Texto fornecido:
+++
Contudo, essas ideias de “cultura” e de “índio”, nos contextos em que são atualizadas pelos agentes, favorecem a criação de um discurso sobre o “sangue índio”, contribuindo concomitantemente para negar ou confirmar a identidade do índio de Altamira. Por um lado, a manifestação e o reconhecimento social dessa população como grupo indígena; e, por outro, gera condições para que as lideranças que postulam legitimidade criem representações de si e dos grupos indígenas com base em uma ideia de “autenticidade” e de “mistura”, no marco maior dos efeitos das disputas travadas entre os agentes e as práticas do campo de ação indigenista.
Vejamos as interpretações de um morador de Altamira, extraídas de uma entrevista informal. Este informante, além de pôr no cenário de forma exemplar os efeitos simbólicos dessas disputas, resume a percepção que a maioria dos habitantes da região tem a respeito dos índios que moram em Altamira ou que “saem da aldeia para morar na cidade”:
[Os índios que moram na cidade] não têm mais os costumes do índio, têm os costumes do homem branco, foram criados na cidade. Eles sempre falam que são filho de índio. Só que ele [o índio] pode ser filho de índio, mas ele se criou na cidade, vai vestido que nem nós, come fritura [...] ele pode ser filho de índio, mas ele é misturado, mora na cidade. Tem esses aí que moram em Brasília, Açaiçal, Liberdade, eu nem sei qual é a etnia deles [refere-se aos índios Xipaia que moram esses bairros].
Com a intenção de ampliar estas formulações, as da liderança Luis Xipaia nos parecem reveladoras, extraídas do trecho de uma entrevista realizada na casa desta liderança em Altamira, em dezembro 2004:
Hoje o nosso povo se tornou muito frágil por causa dessa mistura, entendeu? [referência implícita da liderança às tensões, acima referidas. Neste sentido, a interrogação-afirmativa é dirigida à pesquisadora a título de cumplicidade]. Então o nosso povo tem que fazer ficar a cultura de novo forte porque no conhecimento [refere-se ao conhecimento cristalizado ou de sentido comum] tem duas nomeações para o índio. O pessoal fala ‘aquele índio puro e aquele já mestiço’ [...]. Tem índio que ainda sai da aldeia, índias também, né? Eu vejo assim, fico muito preocupado quando vejo isso porque perde o costume dele, a força dele. No nosso caso, eu me considero índio, não vejo a minha mestiçagem nas minhas coisas, mas também eu não posso negar o lado do meu pai branco, né? Então você já não tem aquela consistência que um povo puro tem. E você já fica dividido entre duas ideias: a do índio [puro] e a do branco [mistura]. Aí a cada mistura a gente sofre [porque] a gente vai ficando mais fraco. Então o nosso povo está fraco de opinião, não é mais a mesma ideia [que havia] do passado [...]. Por isso que eu falo que a cultura tem que ficarforte, tem que trazer de volta para o povo ficar forte e defender osnossos direitos.
Não podemos desvincular a fala de Luís do trabalho destinado a se reconhecer e legitimar como representante indígena, no contexto das disputas geradas como parte e resultado das ações empreendidas através da Acarira.
+++
Por favor, extraia do texto sobre os índios de Altamira o trecho que começa em "Não podemos desvincular" e termina em "através da Acarira.".
+++
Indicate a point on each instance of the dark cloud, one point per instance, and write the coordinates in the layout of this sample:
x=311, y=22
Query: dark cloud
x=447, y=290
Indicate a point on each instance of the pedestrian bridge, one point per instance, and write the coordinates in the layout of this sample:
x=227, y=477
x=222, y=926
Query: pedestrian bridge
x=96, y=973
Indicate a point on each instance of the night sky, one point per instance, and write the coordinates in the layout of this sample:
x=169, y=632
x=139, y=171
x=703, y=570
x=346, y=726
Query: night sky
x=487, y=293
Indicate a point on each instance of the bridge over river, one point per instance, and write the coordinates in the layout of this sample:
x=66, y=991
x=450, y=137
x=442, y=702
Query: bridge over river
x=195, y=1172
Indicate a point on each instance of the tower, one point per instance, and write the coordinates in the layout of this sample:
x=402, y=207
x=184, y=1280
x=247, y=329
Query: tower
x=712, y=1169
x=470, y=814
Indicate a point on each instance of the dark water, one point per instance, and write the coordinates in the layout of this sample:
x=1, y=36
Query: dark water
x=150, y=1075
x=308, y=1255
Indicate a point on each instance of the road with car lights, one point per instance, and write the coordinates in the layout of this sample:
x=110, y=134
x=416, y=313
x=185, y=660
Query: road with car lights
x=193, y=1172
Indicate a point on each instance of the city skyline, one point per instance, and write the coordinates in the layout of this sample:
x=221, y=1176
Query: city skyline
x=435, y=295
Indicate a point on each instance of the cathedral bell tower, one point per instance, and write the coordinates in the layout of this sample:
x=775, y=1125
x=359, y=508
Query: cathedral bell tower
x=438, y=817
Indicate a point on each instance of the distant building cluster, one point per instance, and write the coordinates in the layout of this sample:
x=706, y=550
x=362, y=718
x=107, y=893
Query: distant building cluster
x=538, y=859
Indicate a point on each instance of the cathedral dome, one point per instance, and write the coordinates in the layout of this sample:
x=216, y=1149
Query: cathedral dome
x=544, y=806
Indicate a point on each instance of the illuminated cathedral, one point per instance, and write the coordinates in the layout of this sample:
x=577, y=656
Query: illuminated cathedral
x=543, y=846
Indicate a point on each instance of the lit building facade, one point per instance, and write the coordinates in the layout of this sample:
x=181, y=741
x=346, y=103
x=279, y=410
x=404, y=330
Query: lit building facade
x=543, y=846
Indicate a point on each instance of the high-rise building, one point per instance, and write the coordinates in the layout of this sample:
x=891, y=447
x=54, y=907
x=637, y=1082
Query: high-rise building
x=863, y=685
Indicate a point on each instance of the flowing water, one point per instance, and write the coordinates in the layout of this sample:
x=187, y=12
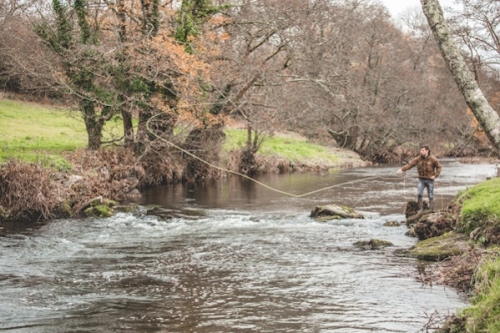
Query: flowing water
x=254, y=262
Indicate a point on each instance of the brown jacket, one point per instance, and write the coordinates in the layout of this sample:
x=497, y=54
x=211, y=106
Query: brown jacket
x=427, y=166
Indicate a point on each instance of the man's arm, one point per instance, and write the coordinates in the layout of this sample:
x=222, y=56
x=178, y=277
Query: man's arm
x=437, y=165
x=409, y=165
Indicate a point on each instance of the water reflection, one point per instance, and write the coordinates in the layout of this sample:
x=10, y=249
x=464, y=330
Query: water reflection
x=386, y=194
x=255, y=263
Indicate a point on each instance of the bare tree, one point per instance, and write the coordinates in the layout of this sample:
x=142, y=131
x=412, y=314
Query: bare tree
x=486, y=116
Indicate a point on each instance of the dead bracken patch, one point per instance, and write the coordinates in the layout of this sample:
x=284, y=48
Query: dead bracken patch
x=28, y=192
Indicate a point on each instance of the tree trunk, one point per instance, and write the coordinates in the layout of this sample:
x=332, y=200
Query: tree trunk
x=93, y=125
x=128, y=128
x=484, y=113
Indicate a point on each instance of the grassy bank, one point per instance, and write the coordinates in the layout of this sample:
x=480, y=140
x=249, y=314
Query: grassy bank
x=480, y=211
x=32, y=132
x=35, y=133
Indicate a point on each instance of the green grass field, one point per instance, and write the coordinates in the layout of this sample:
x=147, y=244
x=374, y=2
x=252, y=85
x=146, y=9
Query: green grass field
x=293, y=149
x=36, y=133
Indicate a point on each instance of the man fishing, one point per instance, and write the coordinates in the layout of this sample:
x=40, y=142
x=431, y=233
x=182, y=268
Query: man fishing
x=429, y=169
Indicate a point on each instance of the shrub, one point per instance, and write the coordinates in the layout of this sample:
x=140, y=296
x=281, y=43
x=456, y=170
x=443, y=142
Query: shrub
x=480, y=206
x=484, y=314
x=27, y=192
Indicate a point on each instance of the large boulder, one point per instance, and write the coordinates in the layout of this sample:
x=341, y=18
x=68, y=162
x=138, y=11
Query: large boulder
x=334, y=212
x=372, y=244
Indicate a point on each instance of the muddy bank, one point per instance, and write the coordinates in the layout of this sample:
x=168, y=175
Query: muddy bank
x=463, y=240
x=99, y=180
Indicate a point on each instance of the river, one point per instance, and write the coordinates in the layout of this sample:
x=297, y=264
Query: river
x=254, y=262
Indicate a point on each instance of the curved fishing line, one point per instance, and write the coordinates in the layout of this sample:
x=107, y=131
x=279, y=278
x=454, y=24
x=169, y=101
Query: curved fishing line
x=247, y=177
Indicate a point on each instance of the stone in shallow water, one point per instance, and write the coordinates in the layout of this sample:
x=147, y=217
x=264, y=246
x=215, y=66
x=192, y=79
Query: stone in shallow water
x=392, y=224
x=334, y=212
x=438, y=248
x=372, y=244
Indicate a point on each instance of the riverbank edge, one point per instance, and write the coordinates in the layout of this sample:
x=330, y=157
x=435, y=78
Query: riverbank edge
x=475, y=271
x=98, y=181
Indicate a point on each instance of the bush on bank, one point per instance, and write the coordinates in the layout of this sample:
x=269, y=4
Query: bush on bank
x=480, y=210
x=484, y=313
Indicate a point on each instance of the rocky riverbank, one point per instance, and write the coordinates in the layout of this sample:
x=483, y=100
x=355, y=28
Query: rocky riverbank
x=463, y=240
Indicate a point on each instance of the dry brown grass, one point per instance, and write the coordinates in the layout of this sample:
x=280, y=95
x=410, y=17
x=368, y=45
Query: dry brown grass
x=27, y=192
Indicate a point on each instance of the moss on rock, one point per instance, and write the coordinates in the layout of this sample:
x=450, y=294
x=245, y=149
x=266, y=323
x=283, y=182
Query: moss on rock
x=439, y=248
x=372, y=244
x=99, y=211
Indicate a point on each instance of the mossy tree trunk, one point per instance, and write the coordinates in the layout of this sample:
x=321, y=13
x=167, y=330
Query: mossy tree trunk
x=474, y=97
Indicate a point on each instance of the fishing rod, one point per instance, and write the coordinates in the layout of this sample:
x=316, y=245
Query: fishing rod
x=250, y=178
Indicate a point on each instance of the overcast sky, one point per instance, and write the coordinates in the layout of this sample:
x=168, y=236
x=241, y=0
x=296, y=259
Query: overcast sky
x=398, y=6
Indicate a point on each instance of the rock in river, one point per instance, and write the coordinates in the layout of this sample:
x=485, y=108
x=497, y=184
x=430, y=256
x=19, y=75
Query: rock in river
x=334, y=212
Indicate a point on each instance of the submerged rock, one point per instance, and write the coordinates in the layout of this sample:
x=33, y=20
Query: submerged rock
x=166, y=213
x=438, y=248
x=433, y=225
x=334, y=212
x=99, y=211
x=392, y=224
x=372, y=244
x=411, y=208
x=99, y=207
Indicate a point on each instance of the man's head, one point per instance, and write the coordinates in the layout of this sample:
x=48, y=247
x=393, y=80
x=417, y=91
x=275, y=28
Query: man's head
x=425, y=151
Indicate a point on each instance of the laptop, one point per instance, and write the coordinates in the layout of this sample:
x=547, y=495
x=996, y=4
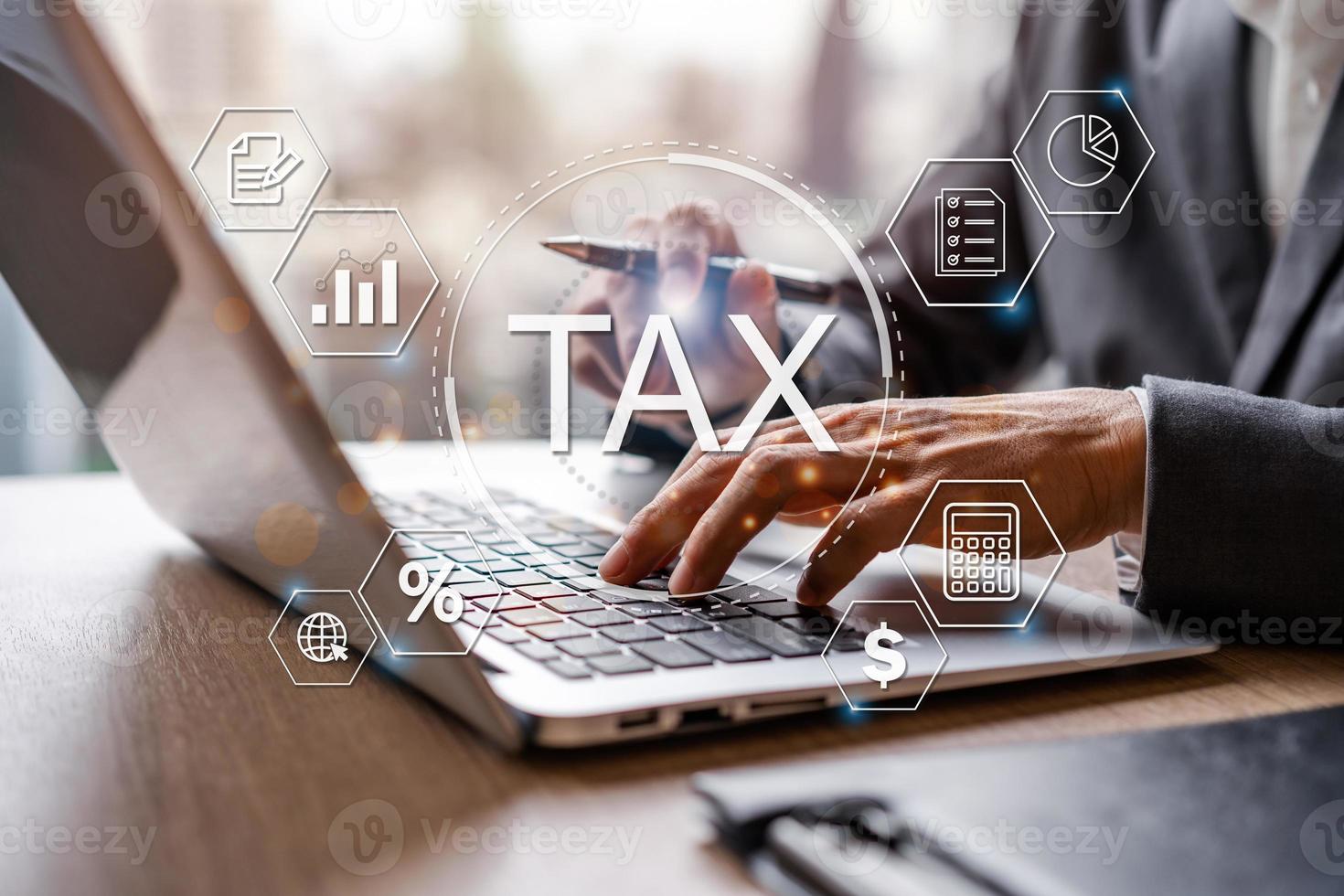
+++
Resposta correta:
Não podemos desvincular a fala de Luís do trabalho destinado a se reconhecer e legitimar como representante indígena, no contexto das disputas geradas como parte e resultado das ações empreendidas através da Acarira.